### [WHAT YOU ARE ASKED TO DO]
Copy the listing exactly as given. Omit every picture.

□ □ □ □

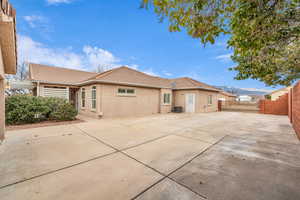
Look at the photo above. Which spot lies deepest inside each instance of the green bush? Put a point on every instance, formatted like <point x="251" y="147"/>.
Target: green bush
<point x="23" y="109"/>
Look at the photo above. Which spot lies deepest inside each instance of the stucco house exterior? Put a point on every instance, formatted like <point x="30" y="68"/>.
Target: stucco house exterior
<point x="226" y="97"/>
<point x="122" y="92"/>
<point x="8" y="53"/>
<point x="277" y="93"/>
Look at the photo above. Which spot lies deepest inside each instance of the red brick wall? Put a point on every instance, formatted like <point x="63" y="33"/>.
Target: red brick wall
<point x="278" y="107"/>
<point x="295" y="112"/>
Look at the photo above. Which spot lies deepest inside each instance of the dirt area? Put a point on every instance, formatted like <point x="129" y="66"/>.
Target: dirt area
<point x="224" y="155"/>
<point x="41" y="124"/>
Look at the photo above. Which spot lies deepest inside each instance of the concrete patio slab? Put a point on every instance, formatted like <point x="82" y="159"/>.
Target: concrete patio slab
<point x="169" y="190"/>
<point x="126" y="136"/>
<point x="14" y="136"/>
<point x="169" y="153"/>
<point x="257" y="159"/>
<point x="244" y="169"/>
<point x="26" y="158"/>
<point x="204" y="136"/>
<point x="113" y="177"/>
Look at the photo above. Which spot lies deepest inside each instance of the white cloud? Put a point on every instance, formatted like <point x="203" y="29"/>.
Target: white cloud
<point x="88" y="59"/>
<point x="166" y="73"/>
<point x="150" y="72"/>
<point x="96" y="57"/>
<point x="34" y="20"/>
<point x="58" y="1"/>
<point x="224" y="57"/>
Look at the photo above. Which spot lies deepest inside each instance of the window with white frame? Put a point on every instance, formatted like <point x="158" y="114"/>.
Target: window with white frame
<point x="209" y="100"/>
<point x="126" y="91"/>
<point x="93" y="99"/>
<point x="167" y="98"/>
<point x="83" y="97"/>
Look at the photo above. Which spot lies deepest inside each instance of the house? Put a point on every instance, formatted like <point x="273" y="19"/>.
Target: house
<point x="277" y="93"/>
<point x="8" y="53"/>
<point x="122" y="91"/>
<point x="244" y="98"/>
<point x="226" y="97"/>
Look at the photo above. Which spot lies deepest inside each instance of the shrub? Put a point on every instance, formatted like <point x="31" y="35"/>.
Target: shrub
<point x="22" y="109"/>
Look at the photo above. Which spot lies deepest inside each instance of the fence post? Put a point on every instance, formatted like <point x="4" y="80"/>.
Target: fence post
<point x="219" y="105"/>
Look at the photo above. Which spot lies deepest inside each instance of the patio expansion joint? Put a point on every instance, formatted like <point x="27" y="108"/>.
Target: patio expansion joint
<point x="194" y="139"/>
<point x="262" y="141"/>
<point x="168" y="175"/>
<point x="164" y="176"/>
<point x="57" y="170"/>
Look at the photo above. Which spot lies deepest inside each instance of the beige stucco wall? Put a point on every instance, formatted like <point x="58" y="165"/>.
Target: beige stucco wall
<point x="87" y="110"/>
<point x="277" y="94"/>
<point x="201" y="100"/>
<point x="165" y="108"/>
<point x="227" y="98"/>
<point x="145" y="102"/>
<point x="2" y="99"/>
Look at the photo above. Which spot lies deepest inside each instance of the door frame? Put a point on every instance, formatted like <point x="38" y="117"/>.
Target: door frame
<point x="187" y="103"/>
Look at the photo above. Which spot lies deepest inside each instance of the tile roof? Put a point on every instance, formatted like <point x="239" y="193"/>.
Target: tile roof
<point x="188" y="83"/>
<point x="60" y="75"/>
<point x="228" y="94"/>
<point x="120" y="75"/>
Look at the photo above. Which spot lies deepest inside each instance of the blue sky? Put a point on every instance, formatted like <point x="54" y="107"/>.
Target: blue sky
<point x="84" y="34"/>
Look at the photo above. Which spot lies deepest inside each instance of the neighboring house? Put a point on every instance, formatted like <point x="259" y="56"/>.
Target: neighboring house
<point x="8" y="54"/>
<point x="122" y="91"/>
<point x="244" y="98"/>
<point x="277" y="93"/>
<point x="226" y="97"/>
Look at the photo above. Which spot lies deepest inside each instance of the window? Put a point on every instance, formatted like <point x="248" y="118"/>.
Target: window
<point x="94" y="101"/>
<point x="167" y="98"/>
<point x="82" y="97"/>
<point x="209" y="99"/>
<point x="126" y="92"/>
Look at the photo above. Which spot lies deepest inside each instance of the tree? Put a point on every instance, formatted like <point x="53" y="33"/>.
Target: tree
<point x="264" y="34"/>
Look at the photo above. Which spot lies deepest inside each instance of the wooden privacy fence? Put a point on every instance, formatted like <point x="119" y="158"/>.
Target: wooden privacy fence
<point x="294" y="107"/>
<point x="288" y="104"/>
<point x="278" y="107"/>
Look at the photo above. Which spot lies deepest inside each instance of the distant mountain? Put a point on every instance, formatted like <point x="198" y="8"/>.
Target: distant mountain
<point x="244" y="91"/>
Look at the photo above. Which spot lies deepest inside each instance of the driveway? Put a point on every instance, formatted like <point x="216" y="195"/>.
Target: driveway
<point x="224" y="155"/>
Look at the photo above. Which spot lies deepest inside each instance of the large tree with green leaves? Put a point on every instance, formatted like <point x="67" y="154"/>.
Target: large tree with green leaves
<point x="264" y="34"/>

□ □ □ □

### [ANSWER TO THE PROBLEM]
Look at the photo above. Which spot lies deepest inside each instance of the green bush? Put a point on every instance, formatted like <point x="251" y="147"/>.
Target: green bush
<point x="23" y="109"/>
Look at the photo above. Which spot lies deepest inside each instance of the stucco house exterior? Put a point on every instance, formatted like <point x="30" y="68"/>.
Target: stucco house exterior
<point x="226" y="97"/>
<point x="122" y="92"/>
<point x="8" y="53"/>
<point x="277" y="93"/>
Look at the photo above. Which spot lies deepest inside each instance of the red brick wall? Put a point on every instance, formatted like <point x="63" y="33"/>.
Target: red brick wall
<point x="278" y="107"/>
<point x="295" y="112"/>
Look at the photo above. Which spot lies deepest inside each instance of the dirt area? Put a point on every instance, formatted like <point x="129" y="66"/>.
Target: dirt area
<point x="224" y="155"/>
<point x="41" y="124"/>
Look at the photo above. Which spot lies deepest inside each instance of the concrete patio slab? Put a point on every instance, formatted like <point x="82" y="159"/>.
Target: concrete patio slab
<point x="169" y="190"/>
<point x="126" y="136"/>
<point x="14" y="136"/>
<point x="169" y="153"/>
<point x="257" y="159"/>
<point x="244" y="169"/>
<point x="26" y="158"/>
<point x="204" y="136"/>
<point x="113" y="177"/>
Look at the photo above. Which spot lies deepest inside each instance of the white cloud? Put a point on every instance, formatted like <point x="203" y="29"/>.
Target: white cloud
<point x="88" y="59"/>
<point x="166" y="73"/>
<point x="150" y="72"/>
<point x="96" y="57"/>
<point x="34" y="20"/>
<point x="58" y="1"/>
<point x="224" y="57"/>
Look at the photo above. Which spot lies deepest inside each instance of the window with white frame? Put a point on every instance, formatted like <point x="158" y="114"/>.
Target: window with white frame
<point x="209" y="100"/>
<point x="126" y="91"/>
<point x="93" y="99"/>
<point x="167" y="98"/>
<point x="83" y="97"/>
Look at the photo above. Which spot lies deepest inside each instance of the house? Put a point on every instance, formatted like <point x="273" y="19"/>.
Target: house
<point x="277" y="93"/>
<point x="8" y="53"/>
<point x="122" y="91"/>
<point x="244" y="98"/>
<point x="226" y="97"/>
Look at the photo above. Which spot lies deepest inside each instance of the shrub? Put a point on every instance, formatted like <point x="31" y="35"/>.
Target: shrub
<point x="22" y="109"/>
Look at the photo above. Which spot lies deepest inside each instance of the fence post? Put a point on every instance, formatted like <point x="4" y="80"/>.
Target: fence post
<point x="219" y="105"/>
Look at the photo above. Which spot lies deepest inside each instance of the patio expansion joint? Put a point on every instance, formatted like <point x="27" y="108"/>.
Target: patio expansion joint
<point x="194" y="139"/>
<point x="262" y="141"/>
<point x="168" y="175"/>
<point x="164" y="176"/>
<point x="57" y="170"/>
Look at the photo above. Which spot lies deepest inside each instance of the beige stucco wall? Put a point on every instance, formatted like <point x="58" y="165"/>.
Target: beige stucco wall
<point x="87" y="110"/>
<point x="277" y="94"/>
<point x="201" y="100"/>
<point x="165" y="108"/>
<point x="227" y="98"/>
<point x="145" y="102"/>
<point x="2" y="99"/>
Look at the photo above. Which spot lies deepest inside each instance of the door frame? Put a point on every instance, formatted like <point x="38" y="117"/>.
Target: door frame
<point x="187" y="103"/>
Look at the photo above. Which spot lies deepest inside each instance of the tile roof? Put a point on every instance, formatted like <point x="239" y="193"/>.
Target: tile roof
<point x="188" y="83"/>
<point x="60" y="75"/>
<point x="228" y="94"/>
<point x="120" y="75"/>
Look at the photo above. Which spot lies deepest inside each instance of the blue sky? Put a point on every instance, formatted like <point x="54" y="107"/>.
Target: blue sky
<point x="84" y="34"/>
Look at the photo above. Which spot lies deepest inside each instance of the neighboring house? Put a point on every instance, formatted like <point x="259" y="56"/>.
Target: neighboring house
<point x="8" y="54"/>
<point x="122" y="91"/>
<point x="244" y="98"/>
<point x="277" y="93"/>
<point x="226" y="97"/>
Look at the photo above. Which spot lies deepest inside each instance of the window? Put a point on every instance, formatted like <point x="248" y="118"/>.
Target: window
<point x="94" y="101"/>
<point x="167" y="98"/>
<point x="82" y="97"/>
<point x="209" y="99"/>
<point x="126" y="92"/>
Look at the photo above. Which spot lies deepest inside each instance of the tree? Put a point on every instance, formatted like <point x="53" y="33"/>.
Target: tree
<point x="264" y="34"/>
Look at the photo above. Which spot lies deepest inside each instance of the wooden privacy fence? Put a point on every instance, formatted like <point x="119" y="158"/>.
Target: wooden privacy fence
<point x="294" y="107"/>
<point x="288" y="104"/>
<point x="278" y="107"/>
Look at the photo above. Which spot lies deepest inside each instance of the distant mountain? Put a point on every instance, formatted like <point x="198" y="8"/>.
Target: distant mountain
<point x="244" y="91"/>
Look at the photo above. Which spot lies deepest inside each instance of the driveway? Put a point on every instance, formatted like <point x="216" y="195"/>.
Target: driveway
<point x="224" y="155"/>
Look at the photo above. Which spot lies deepest inside each instance of the large tree with green leaves? Put a point on every instance, formatted like <point x="67" y="154"/>.
Target: large tree with green leaves
<point x="264" y="34"/>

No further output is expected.